__Yapılacak İşler__
**a.** Lütfen mahkeme kararı metnindeki "Görüntülediğiniz mahkeme kararı henüz kesinleşmemiştir." cümlesini İngilizceye çevirin.
**b.** Mahkeme kararı metnini, davalı sigorta şirketi vekilinin cevabını aktaran son cümleden sonra gelecek biçimde sürdürün.

__Metin Bölümü__
==================================================
Emsal Mahkeme Kararı Antalya 1. Asliye Ticaret Mahkemesi 2017/485 E. 2022/359 K. 14.04.2022 T.

Görüntülediğiniz mahkeme kararı henüz kesinleşmemiştir. Yararlı olması amacıyla eklenmiştir.

T.C.
ANTALYA
1. ASLİYE TİCARET MAHKEMESİ

ESAS NO : 2017/485 Esas
KARAR NO : 2022/359
-BİRLEŞEN DAVA : (Birleşen Antalya … Asliye Ticaret Mahkemesi’nin … Karar Sayılı Dosyası)
DAVA : Tazminat (Ölüm Ve Cismani Zarar Sebebiyle Açılan Tazminat)
DAVA TARİHİ : 05/08/2016
KARAR TARİHİ :14/04/2022

Mahkememizden verilen … Karar sayılı kararın BAM … Hukuk Dairesinin … karar sayılı ilamı üzerine dosya yukarıdaki esasına kaydedilerek yapılan açık yargılaması sonunda;
GEREĞİ DÜŞÜNÜLDÜ:
DAVA:
Davacı vekili asıl dosyada Mahkememize verdiği dava dilekçesinde özetle; 19/06/2013 tarihinde müvekkillerinden …’ın idaresindeki ve davalı şirkete zorunlu mali mesuliyet sigortası ile sigortalı bulunan … plakalı hususi otomobili ile seyir halinde iken direksiyon hakimiyetini kaybetmesi sonucunda tek taraflı trafik kazası meydana geldiğini, araçta yolcu olarak bulunan eşi …’ın ağır derecede yaralandığını, sağ el bileğinin kırıldığını, kalçasında ciddi yaralanma meydana geldiğini, bu kaza sırasında müvekkillerinin bebeği …’ın vefat ettiğini, Karaman Cumhuriyet Başsavcılığının … soruşturma sayılı dosyasından kovuşturmaya yer olmadığına dair karar verildiğini, bu nedenlerle fazlaya ilişkin hakları saklı kalmak kaydıyla …’ın yaralanması nedeniyle şimdilik 2.000,00 TL maddi tazminatın ve …’ın vefatı nedeniyle anne ve babası olan müvekkilleri için şimdilik ayrı ayrı 1.000,00 TL destekten yoksun kalma tazminatının davalı sigorta şirketinden poliçe limitiyle sınırlı olmak üzere kaza tarihinden itibaren işleyecek ticari faizi ile birlikte alınarak müvekkillerine verilmesini talep ve dava etmiştir.
YANIT:
Davalı sigorta şirketi vekilinin cevap dilekçesinde özetle; meydana gelen trafik kazası sonucu …’ın malül kaldığından ve …’ın vefat etmesinden bahisle tazminat davası açıldığını, davacının tazminat talebinden doğan sorumluluğunun sigortalı araç sürücüsünün kusuru oranında ve poliçe limiti ile sınırlı olduğunu, davacıların talep sahibi olup olmadıkları hususunun araştırılması gerektiğini, vefat eden … babası … müvekkili şirketin sigortalısı ve sigortalı aracın maliki olduğunu, bu nedenle trafik poliçesinden talep hakkının bulunmadığını, davalı …’ın maluliyeti bakımından Adli Tıp Kurumu … İhtisas Dairesi’nden ve ayrıca sakatlık tazminatı yönünden aktüerya uzmanından rapor aldırılması gerektiğini, müvekkili şirketin temerrüde düşmediği gibi dava açılmasına da sebebiyet vermediğini belirterek, davanın reddine karar verilmesini talep etmiştir.
==================================================
__Sağlanan Veriler__
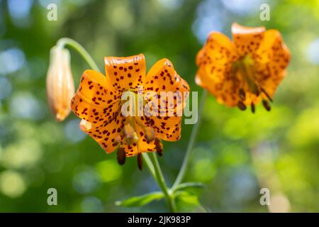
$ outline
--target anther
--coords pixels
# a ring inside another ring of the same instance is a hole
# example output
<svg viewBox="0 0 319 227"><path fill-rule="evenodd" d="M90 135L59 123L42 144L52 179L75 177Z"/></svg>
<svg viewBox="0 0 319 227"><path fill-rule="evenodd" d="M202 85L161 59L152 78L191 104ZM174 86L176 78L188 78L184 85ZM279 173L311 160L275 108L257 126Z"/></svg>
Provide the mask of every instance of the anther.
<svg viewBox="0 0 319 227"><path fill-rule="evenodd" d="M267 111L270 111L271 110L270 106L266 100L262 100L262 105Z"/></svg>
<svg viewBox="0 0 319 227"><path fill-rule="evenodd" d="M155 138L155 150L160 156L163 155L163 145L158 138Z"/></svg>
<svg viewBox="0 0 319 227"><path fill-rule="evenodd" d="M246 105L241 101L238 101L237 106L238 106L238 108L242 111L245 111L246 109Z"/></svg>
<svg viewBox="0 0 319 227"><path fill-rule="evenodd" d="M135 133L135 131L130 124L128 123L124 126L124 136L128 145L131 145L133 143Z"/></svg>
<svg viewBox="0 0 319 227"><path fill-rule="evenodd" d="M125 152L123 149L119 148L117 153L118 162L120 165L125 163Z"/></svg>
<svg viewBox="0 0 319 227"><path fill-rule="evenodd" d="M254 114L256 109L255 109L254 104L252 102L250 104L250 109L252 110L252 113Z"/></svg>
<svg viewBox="0 0 319 227"><path fill-rule="evenodd" d="M154 128L152 127L147 127L145 128L145 138L148 143L154 140L155 138L155 132L154 131Z"/></svg>
<svg viewBox="0 0 319 227"><path fill-rule="evenodd" d="M245 101L246 99L246 93L242 88L239 89L239 95L242 101Z"/></svg>
<svg viewBox="0 0 319 227"><path fill-rule="evenodd" d="M140 170L142 170L143 168L143 160L141 153L138 154L138 167Z"/></svg>
<svg viewBox="0 0 319 227"><path fill-rule="evenodd" d="M271 102L272 102L272 97L270 96L270 95L262 87L261 89L260 89L261 90L262 90L262 92L267 96L267 98L268 98L268 99L271 101Z"/></svg>
<svg viewBox="0 0 319 227"><path fill-rule="evenodd" d="M113 145L114 146L117 146L120 143L120 141L121 141L121 136L118 135L115 138L114 143L113 143Z"/></svg>

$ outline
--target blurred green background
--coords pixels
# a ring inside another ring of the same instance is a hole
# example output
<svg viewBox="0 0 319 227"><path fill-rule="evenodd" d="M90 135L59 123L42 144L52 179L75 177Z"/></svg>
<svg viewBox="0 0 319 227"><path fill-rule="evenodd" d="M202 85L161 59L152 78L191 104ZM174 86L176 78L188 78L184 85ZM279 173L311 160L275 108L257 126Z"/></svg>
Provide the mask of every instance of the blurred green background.
<svg viewBox="0 0 319 227"><path fill-rule="evenodd" d="M49 4L57 21L47 20ZM270 21L259 6L270 6ZM319 1L0 0L0 211L152 212L114 204L158 190L147 170L130 158L121 167L79 129L73 114L57 123L47 107L49 52L62 37L82 44L100 68L104 56L142 52L147 68L167 57L192 91L196 52L211 31L230 35L233 22L279 30L292 60L272 110L242 112L206 100L187 181L206 187L184 198L180 211L319 211ZM71 51L76 86L88 66ZM199 96L200 96L199 94ZM160 162L170 185L191 125L164 143ZM48 206L47 190L57 190ZM259 203L261 188L271 205ZM201 204L199 206L198 201Z"/></svg>

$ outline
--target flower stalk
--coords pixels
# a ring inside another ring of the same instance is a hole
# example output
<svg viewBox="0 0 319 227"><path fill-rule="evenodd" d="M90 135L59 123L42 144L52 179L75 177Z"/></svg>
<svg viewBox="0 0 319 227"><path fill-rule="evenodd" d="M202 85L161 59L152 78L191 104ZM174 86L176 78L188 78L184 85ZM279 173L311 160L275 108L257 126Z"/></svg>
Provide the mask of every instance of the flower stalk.
<svg viewBox="0 0 319 227"><path fill-rule="evenodd" d="M206 90L203 91L203 94L201 95L201 103L199 104L199 108L198 108L198 121L197 121L197 123L195 124L195 126L194 126L193 130L191 131L191 138L189 138L189 144L187 145L186 152L185 156L184 157L181 169L180 169L179 172L177 175L177 177L175 180L175 182L174 183L173 186L172 187L172 190L173 192L174 192L177 189L177 188L178 187L179 184L181 183L181 182L183 181L183 179L185 177L185 175L186 175L186 172L187 170L187 167L189 163L189 158L191 157L191 150L193 150L193 147L195 143L195 139L196 138L197 132L199 128L201 116L202 114L205 101L207 97L207 93L208 92Z"/></svg>

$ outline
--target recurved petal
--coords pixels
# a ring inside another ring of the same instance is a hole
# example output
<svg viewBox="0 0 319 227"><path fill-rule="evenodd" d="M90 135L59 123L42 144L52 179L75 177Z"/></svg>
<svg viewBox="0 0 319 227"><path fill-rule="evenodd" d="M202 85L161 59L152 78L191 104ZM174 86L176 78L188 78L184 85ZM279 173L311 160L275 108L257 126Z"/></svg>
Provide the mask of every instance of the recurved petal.
<svg viewBox="0 0 319 227"><path fill-rule="evenodd" d="M279 31L269 30L265 33L260 48L256 51L254 60L258 74L256 79L272 97L286 75L286 69L290 61L289 50Z"/></svg>
<svg viewBox="0 0 319 227"><path fill-rule="evenodd" d="M228 106L237 105L238 90L243 84L242 77L235 74L231 65L225 67L216 63L200 67L195 82L213 94L219 103Z"/></svg>
<svg viewBox="0 0 319 227"><path fill-rule="evenodd" d="M138 91L145 77L145 59L142 54L130 57L104 57L106 77L112 86L119 92L128 89Z"/></svg>
<svg viewBox="0 0 319 227"><path fill-rule="evenodd" d="M101 126L82 120L80 129L93 138L107 153L113 152L121 143L125 118L119 114L116 118Z"/></svg>
<svg viewBox="0 0 319 227"><path fill-rule="evenodd" d="M86 70L72 99L71 109L82 119L101 126L110 122L118 114L119 96L102 74Z"/></svg>
<svg viewBox="0 0 319 227"><path fill-rule="evenodd" d="M264 35L264 27L245 27L236 23L232 26L232 33L240 56L253 53L260 45Z"/></svg>
<svg viewBox="0 0 319 227"><path fill-rule="evenodd" d="M212 32L196 56L198 66L208 64L228 65L238 59L234 43L226 35Z"/></svg>
<svg viewBox="0 0 319 227"><path fill-rule="evenodd" d="M147 106L152 104L157 115L181 116L189 94L189 86L177 73L172 62L167 59L162 59L148 72L145 94L147 100L146 111L148 111ZM152 101L149 102L150 97Z"/></svg>

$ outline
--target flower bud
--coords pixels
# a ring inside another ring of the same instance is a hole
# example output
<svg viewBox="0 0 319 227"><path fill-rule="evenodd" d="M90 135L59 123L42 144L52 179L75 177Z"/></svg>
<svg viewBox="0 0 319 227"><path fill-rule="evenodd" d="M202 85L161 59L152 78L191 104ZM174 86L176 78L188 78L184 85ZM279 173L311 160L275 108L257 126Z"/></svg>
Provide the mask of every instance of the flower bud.
<svg viewBox="0 0 319 227"><path fill-rule="evenodd" d="M70 55L67 49L51 48L47 73L47 96L49 106L57 121L63 121L70 112L70 102L74 94L71 72Z"/></svg>

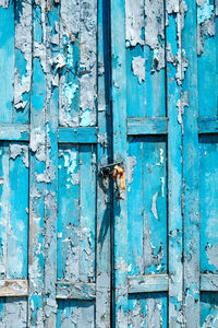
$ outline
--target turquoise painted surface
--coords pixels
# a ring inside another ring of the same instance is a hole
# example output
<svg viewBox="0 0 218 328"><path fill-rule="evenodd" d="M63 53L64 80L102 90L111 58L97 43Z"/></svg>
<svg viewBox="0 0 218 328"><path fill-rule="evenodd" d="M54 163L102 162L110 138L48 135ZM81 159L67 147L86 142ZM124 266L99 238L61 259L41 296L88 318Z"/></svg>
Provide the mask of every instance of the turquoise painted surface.
<svg viewBox="0 0 218 328"><path fill-rule="evenodd" d="M217 3L39 2L0 0L0 326L216 327Z"/></svg>
<svg viewBox="0 0 218 328"><path fill-rule="evenodd" d="M201 271L218 271L218 236L215 233L218 214L218 137L199 138L199 192L201 192Z"/></svg>
<svg viewBox="0 0 218 328"><path fill-rule="evenodd" d="M132 294L129 297L129 328L168 327L165 293Z"/></svg>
==================================================
__Görev Yanıtları__
**a.** The court decision you are viewing has not yet become final.

**b.**
BİRLEŞEN DAVA :
Davacı vekilinin Antalya … Asliye Ticaret Mahkemesine verdiği dava dilekçesinde özetle; Antalya … Asliye Ticaret Mahkemesinin … esas sayılı dosyasında ıslah dilekçesi verdikten sonra alınan 28/06/2016 tarihli aktüerya bilirkişi raporuyla davacı …’ın geçici ve sürekli iş göremezlik ile destekten yoksun kalma alacağının ıslah dilekçesinde talep ettiklerinden daha fazla olduğunun tespit edildiğini, bu nedenle bakiye alacakları için birleştirme talepli ek dava açtıklarını belirterek, davacı … için geçici ve sürekli iş göremezliği nedeniyle bakiye 9.065,24 TL ve destekten yoksun kalması nedeniyle bakiye 33.634,07 TL tazminatın dava tarihinden itibaren işleyecek yasal faizi ile birlikte davalıdan tahsili ile müvekkiline verilmesini talep ve dava etmiştir.
Mahkememizin … Esas sayılı dosyasında verilen karar Antalya Bölge Adliye Mahkemesi … Hukuk Dairesinin … karar sayılı ilamı ile kaldırılmakla yargılamaya yukarıdaki esas üzerinden devam edilmiştir.
KANITLAR ve GEREKÇE
Mahkememizce davacı …’ın iş göremezlik hususunda rapor alınması için Akdeniz Üniversitesi Tıp Fakültesi Adli Tıp Anabilim Dalı Başkanlığına müzekkere yazılmış; 22/07/2014 tarihli raporda, davacının tedavisi devam ettiğinden olay tarihinden en erken 18 ay sonra rapor düzenlenmesinin uygun olacağı belirtilmiştir.
Mahkememizce davacının iş göremezlik durumuna ilişkin 18 aylık sürenin dolmasından sonra rapor alınmıştır. Akdeniz Üniversitesi Tıp Fakültesi Adli Tıp Anabilim Dalı Başkanlığının … tarihli ek raporunda; davacı …’ın iyileşme ve mevcut haliyle olağan yaşamına dönebilmesi için ihtiyaç duyduğu sürenin 50 gün olduğu, iş göremezlik oranının %6,2 olduğu belirtilmiştir.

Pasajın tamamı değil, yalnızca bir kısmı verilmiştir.